_Exercise_
Using the listing below, extract each line that has the word "building" in it.

_Material for this task_
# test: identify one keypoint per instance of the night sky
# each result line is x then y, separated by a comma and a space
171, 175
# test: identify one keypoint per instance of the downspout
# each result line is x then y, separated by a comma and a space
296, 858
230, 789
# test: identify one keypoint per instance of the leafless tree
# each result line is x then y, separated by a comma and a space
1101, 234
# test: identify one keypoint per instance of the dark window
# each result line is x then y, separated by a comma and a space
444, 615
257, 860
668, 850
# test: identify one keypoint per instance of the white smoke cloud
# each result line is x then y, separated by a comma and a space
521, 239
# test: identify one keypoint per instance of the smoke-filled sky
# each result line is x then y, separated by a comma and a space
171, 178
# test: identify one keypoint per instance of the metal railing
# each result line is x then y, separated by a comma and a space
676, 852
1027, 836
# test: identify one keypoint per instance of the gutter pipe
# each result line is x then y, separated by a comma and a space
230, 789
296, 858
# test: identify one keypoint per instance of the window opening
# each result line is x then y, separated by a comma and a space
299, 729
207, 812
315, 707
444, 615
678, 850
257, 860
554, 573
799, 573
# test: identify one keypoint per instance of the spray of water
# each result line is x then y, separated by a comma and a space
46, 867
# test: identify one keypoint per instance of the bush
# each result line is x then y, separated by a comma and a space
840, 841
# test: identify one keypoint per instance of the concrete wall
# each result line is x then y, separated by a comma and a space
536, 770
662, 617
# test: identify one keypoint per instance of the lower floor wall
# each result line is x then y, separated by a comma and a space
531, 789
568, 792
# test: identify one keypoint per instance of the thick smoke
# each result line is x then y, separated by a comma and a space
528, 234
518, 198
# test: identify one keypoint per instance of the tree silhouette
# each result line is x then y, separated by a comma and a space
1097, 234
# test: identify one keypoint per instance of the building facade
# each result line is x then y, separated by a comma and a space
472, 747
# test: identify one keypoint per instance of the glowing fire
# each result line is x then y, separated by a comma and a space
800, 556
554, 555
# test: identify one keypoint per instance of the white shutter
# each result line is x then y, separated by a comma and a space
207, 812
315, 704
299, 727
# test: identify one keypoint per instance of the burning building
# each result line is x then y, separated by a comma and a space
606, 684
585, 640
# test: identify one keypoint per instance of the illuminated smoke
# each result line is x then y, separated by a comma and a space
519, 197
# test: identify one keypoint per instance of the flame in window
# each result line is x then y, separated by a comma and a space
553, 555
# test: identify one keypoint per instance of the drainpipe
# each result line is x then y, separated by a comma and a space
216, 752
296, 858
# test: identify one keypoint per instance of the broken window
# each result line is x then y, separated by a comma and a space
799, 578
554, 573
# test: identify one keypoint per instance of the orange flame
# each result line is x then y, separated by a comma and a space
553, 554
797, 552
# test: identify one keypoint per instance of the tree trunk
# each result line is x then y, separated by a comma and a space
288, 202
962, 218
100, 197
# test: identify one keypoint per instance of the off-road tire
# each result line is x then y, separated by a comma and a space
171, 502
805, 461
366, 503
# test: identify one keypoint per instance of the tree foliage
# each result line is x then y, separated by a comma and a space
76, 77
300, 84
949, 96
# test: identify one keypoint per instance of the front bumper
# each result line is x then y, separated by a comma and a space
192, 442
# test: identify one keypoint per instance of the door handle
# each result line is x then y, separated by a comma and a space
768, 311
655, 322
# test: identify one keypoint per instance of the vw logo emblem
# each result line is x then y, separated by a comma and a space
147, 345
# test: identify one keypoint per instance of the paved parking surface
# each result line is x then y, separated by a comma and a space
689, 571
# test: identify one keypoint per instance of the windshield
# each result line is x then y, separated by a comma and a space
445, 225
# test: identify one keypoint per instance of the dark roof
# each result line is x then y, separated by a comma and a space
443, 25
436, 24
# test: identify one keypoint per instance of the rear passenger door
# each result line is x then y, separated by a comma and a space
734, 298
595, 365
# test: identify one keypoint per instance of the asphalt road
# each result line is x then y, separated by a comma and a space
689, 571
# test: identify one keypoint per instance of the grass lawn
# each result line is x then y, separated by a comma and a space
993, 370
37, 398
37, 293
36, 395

_Exercise output_
# test: identify one keypoint per instance of the building facade
# test: identify one keypoint per instance of the burning building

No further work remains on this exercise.